> **Text segment**
==========

Subject: Greens urge economic pressure and cutoff of all military aid to Israel as Gaza situation worsens Date: Thu, 6 Mar 2008 15:25:59 -0500


Press Release


Greens urge economic pressure and cutoff of all military aid to Israel as Gaza situation worsens
GREEN PARTY OF THE UNITED STATES
http://www.gp.org

For Immediate Release:
Monday, March 3, 2008

Contacts:
Scott McLarty, Media Coordinator, 202-518-5624, cell 202-904-7614, mclarty@greens.org
Starlene Rankin, Media Coordinator, 916-995-3805, starlene@gp.org

Demanding an end to illegal occupation of Palestinian lands, Greens urge widespread grassroots support for the Palestine BDS (Boycott, Divestment, Sanctions) Campaign

Greens blast Clinton, Obama, and McCain for uncritical support of Israel despite mounting crimes

WASHINGTON, DC -- Calling the Siege of Gaza an international emergency, the Green Party is urging Congress to reject President Bush's FY2009 budget request for $2.55 billion in Foreign Military Financing for Israel, and reiterated the call for a cut-off of all US military aid to Israel.

==========

Carry on writing the Green Party press release on military aid to Israel, starting after its last sentence.

Point labeling samples
==========

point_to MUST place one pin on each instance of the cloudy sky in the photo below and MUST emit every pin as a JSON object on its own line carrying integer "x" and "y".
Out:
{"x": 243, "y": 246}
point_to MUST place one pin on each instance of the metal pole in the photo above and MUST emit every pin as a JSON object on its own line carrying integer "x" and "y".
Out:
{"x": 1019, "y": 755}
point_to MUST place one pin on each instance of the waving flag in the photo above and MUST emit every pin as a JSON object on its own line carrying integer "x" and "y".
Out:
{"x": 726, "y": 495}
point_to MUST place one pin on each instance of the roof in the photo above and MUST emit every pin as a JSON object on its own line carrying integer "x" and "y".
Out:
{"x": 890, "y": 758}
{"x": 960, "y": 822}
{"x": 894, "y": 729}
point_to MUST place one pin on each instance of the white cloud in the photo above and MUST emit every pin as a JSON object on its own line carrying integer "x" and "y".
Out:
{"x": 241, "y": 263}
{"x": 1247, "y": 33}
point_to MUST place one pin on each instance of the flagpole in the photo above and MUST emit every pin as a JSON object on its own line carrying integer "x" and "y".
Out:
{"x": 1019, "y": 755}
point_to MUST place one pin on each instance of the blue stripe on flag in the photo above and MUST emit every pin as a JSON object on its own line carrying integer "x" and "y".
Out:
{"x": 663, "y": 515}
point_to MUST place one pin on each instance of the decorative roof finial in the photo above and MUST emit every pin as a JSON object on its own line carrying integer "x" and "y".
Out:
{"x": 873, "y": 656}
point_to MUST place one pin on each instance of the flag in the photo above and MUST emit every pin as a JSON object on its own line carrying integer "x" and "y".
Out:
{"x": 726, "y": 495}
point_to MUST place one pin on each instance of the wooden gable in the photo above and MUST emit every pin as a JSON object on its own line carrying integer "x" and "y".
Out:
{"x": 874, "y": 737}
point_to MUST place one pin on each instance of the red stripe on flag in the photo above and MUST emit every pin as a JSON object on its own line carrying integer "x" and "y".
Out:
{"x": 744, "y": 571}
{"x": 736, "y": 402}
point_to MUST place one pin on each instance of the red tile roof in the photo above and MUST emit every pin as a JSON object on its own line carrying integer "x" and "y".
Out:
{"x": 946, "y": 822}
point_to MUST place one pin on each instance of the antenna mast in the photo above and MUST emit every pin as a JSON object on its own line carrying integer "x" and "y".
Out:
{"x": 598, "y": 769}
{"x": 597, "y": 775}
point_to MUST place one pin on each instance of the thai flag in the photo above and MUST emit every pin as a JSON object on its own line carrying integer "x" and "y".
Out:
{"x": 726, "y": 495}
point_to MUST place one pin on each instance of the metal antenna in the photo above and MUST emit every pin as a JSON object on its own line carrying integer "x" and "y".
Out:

==========

> **Result of this task**
"The Siege of Gaza is an ongoing atrocity, with mounting civilian casualties, especially children, killed and maimed by Israeli Defense Forces," said Holly Hart, secretary of the Green Party of the United States and member of People for Justice in Palestine, responding to the mass killing of Palestinians during the past weekend. "Greens are demanding an end to the siege and to the occupation of Palestinian lands, to Israel's collective punishment of Palestinians, and to targeted assassinations, all of which violate international law."

Greens noted that the death toll of Palestinians killed by Israeli forces has doubled since the Annapolis peace talks sponsored by the US in November 2007. In some areas of the West Bank, home invasions by IDF since January 1 have resulted in the kidnapping and detention without charges of nearly 400 civilians, including children. 1.5 million Gazans, mostly refugees from Israel in 1948, live in an open-air prison, unable to exit, and with electricity, fuel, and water under Israeli control.

"Peace talks are a sham as long as Israel refuses to discuss the construction of new housing units for Jewish settlers throughout occupied East Jerusalem and the rest of the West Bank," said David J. Kalbfleisch, a Green congressional candidate in Illinois' 10th district . "Israel must meet its obligations under U.N. security council resolution 242."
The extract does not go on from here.